— Start of Provided text —

The National Assessment and Accreditation System (NAAS), which aims to provide a clear career pathway for social workers, is set to be rolled out nationally in 2020. Currently 56 sites in England are early adopters of the scheme, which covers the roles of practitioner and practice supervisors. The assessment is based on the Knowledge and Skills Statements for social workers, published in 2015 and updated in 2018. These set out everything practice supervisors, leaders and social work practitioners need to know and be able to do. The assessment has two elements - a knowledge assessment, which is an online multiple choice test; and simulated practice assessment involving a role play of two scenarios. The NAAS lead within a local authority will decide with the social worker whether they are ready to take the assessment. Before being assessed, social workers can do a practice assessment to identify gaps in their knowledge.
The accreditation system is not mandatory, but the government hopes it will be widely adopted. Early adopter sites have been asked to assess 20 to 30 per cent of their workforce, although some are struggling to meet this target. Sector bodies have expressed concern over the nature and level of support social workers will need and how employers will respond to, and support, people who do not meet the assessment standard. "We are not going to tell people they should or should not do it but will support social workers on an individual basis," says Gavin Moorghen, professional officer for England at the British Association of Social Workers (BASW). "We are not against accreditation but are concerned about funding and sustainability. There are still unanswered questions, such as what will happen to those who do not pass the accreditation. The message we get is there will be an opportunity to re-take, and if you do not pass you will still be a social worker. But where does that leave you as a professional?"

— End of Provided text —
— Start of Raw data —

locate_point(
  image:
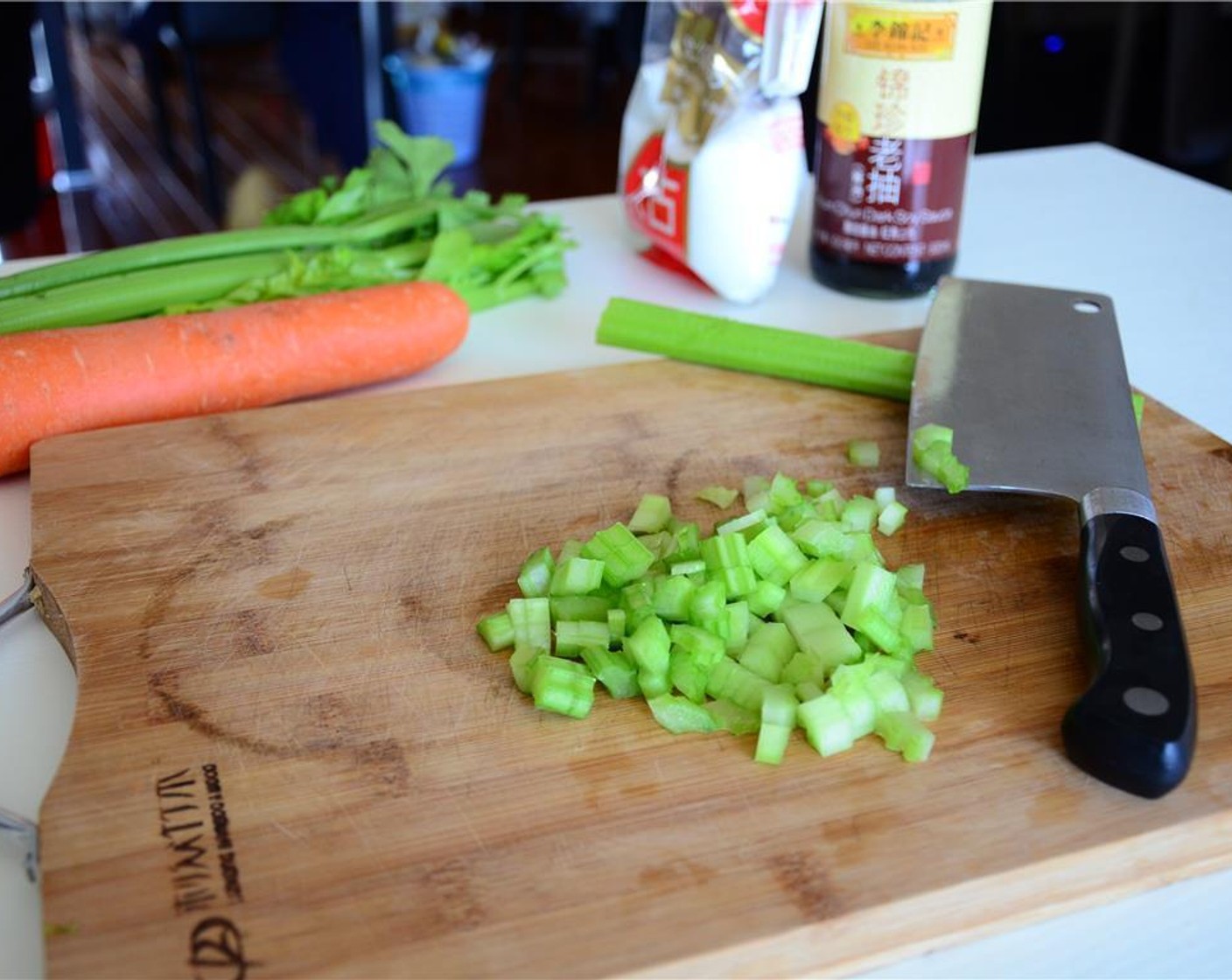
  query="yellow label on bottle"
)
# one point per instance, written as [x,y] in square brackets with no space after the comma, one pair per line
[900,33]
[909,72]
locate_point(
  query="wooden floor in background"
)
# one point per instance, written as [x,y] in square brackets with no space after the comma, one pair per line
[556,136]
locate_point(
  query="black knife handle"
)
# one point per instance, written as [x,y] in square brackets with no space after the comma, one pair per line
[1136,725]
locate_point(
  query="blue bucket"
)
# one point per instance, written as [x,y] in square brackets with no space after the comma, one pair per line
[443,100]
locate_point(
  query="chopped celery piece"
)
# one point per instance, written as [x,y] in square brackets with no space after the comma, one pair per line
[858,704]
[774,556]
[573,636]
[724,343]
[731,718]
[580,606]
[688,675]
[616,624]
[733,683]
[680,715]
[637,602]
[806,667]
[757,492]
[649,648]
[807,690]
[613,669]
[766,598]
[673,598]
[652,514]
[820,578]
[881,633]
[536,575]
[707,602]
[532,623]
[779,708]
[891,518]
[864,452]
[738,581]
[767,651]
[699,642]
[752,522]
[822,539]
[577,578]
[933,452]
[784,494]
[861,548]
[917,627]
[827,725]
[820,633]
[932,434]
[497,632]
[738,621]
[887,692]
[686,540]
[911,578]
[903,732]
[787,615]
[661,543]
[872,587]
[564,687]
[625,558]
[724,551]
[522,665]
[718,496]
[923,696]
[859,514]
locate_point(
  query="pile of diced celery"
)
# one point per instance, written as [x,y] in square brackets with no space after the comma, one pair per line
[785,618]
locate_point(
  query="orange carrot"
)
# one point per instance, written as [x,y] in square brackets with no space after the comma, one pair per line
[164,368]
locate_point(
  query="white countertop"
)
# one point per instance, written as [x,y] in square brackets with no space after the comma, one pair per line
[1082,217]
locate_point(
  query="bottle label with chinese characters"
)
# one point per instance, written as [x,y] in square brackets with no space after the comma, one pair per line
[897,111]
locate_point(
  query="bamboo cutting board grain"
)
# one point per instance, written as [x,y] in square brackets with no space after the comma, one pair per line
[293,756]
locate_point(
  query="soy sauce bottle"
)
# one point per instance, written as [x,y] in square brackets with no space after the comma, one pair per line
[899,100]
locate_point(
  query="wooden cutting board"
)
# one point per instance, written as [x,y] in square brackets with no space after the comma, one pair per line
[295,757]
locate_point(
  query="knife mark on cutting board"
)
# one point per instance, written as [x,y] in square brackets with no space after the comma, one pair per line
[249,460]
[286,584]
[805,880]
[323,732]
[162,684]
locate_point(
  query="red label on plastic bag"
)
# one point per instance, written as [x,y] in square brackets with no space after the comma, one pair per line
[657,198]
[749,17]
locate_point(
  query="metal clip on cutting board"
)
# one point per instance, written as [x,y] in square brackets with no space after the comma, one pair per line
[1032,382]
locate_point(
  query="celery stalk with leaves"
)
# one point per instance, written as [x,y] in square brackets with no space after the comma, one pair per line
[396,219]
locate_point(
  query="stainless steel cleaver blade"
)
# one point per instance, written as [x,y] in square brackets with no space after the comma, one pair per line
[1032,382]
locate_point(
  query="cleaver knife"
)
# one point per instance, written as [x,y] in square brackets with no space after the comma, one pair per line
[1032,382]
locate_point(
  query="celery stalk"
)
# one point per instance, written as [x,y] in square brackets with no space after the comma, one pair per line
[685,335]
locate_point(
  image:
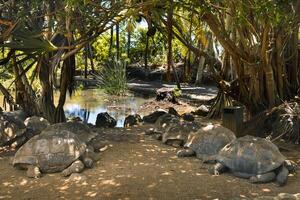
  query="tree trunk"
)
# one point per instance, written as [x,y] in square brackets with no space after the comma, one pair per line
[268,71]
[91,56]
[146,52]
[46,101]
[170,35]
[111,42]
[118,40]
[128,43]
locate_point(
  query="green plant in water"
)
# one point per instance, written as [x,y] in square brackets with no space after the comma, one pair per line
[177,91]
[112,79]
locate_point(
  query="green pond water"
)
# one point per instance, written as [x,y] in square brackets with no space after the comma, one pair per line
[86,104]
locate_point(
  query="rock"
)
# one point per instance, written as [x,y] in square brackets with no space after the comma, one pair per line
[172,111]
[202,110]
[188,117]
[166,94]
[151,118]
[74,119]
[132,120]
[105,120]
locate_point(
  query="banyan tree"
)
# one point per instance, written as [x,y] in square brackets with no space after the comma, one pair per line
[259,41]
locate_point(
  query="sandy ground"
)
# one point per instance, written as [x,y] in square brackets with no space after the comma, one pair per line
[136,166]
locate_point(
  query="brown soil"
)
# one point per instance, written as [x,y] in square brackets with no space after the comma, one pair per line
[137,167]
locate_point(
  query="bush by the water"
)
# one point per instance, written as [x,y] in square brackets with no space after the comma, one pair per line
[112,79]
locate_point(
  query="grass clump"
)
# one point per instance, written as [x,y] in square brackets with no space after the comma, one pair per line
[112,78]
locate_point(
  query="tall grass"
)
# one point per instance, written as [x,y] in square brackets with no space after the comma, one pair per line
[112,78]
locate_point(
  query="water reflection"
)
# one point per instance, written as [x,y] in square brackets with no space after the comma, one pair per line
[87,104]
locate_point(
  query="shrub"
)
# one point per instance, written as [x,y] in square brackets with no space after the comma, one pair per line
[112,78]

— End of Raw data —

**Task requirements:**
Could you carry the social work accreditation text further, starting right after its final sentence? The material has no connection to the text on social work accreditation.

**Answer to the problem:**
The main route for entering child and family social work is through a generic three-year social work degree or a two-year Masters. Bursaries are available for social work students. However, the government has frozen the number and value of bursaries for a fifth consecutive year. In 2019/20, bursaries of £3,362.50 (£3,762.50 in London) are available for 1,500 postgraduates. Meanwhile, there are bursaries of £4,862.50 (£5,262.50 in London) for 2,500 undergraduates, who are funded for the second and third years of their course. Postgraduates can also access £4,052 in tuition fee contributions. In 2018, some higher education institutions did not use their full allocation and the government has said it may adjust allocation methodology.
The Assessed and Supported Year in Employment (ASYE) for newly qualified social workers provides access to training and development during practitioners' first year of work, with regular reviews leading to a final assessment. The charity Skills for Care is responsible for the operational management of the ASYE on behalf of the Department for Education (DfE). More than 10,000 child and family social workers have been supported through the ASYE, with more than £20m invested since 2012.
BASW runs a mentoring scheme, which was initially for newly qualified social workers, but was expanded to cover social workers seeking advice on returning to social work and overseas social workers needing advice and guidance on working in the UK. The body also runs webinars on issues such as child sexual exploitation, which are free for members.
A not-for-profit consortium led by Research in Practice and funded by the DfE has developed a Practice Supervisor Development Programme, which aims to provide high-quality continuing professional development (CPD) to up to 700 social workers taking up their first role with responsibility for supporting and developing the practice of others. The programme comprises five days of face-to-face learning, group practice development sessions, one-to-one sessions and self-directed study, over four to five months. The first cohort took part in November 2018 with a second wave taking place between September 2019 and March 2020. Over the next two years, every local authority will be entitled to a small number of places. The consortium is also developing an open-access online resource.
There are currently 23 Social Work Teaching Partnerships, 19 of which are funded by the DfE. These partnerships represent 113 local authorities, 54 higher education institutes and 32 private, voluntary and independent partners. An evaluation published in June this year found they had raised the quality and amount of placements and CPD offered to social workers.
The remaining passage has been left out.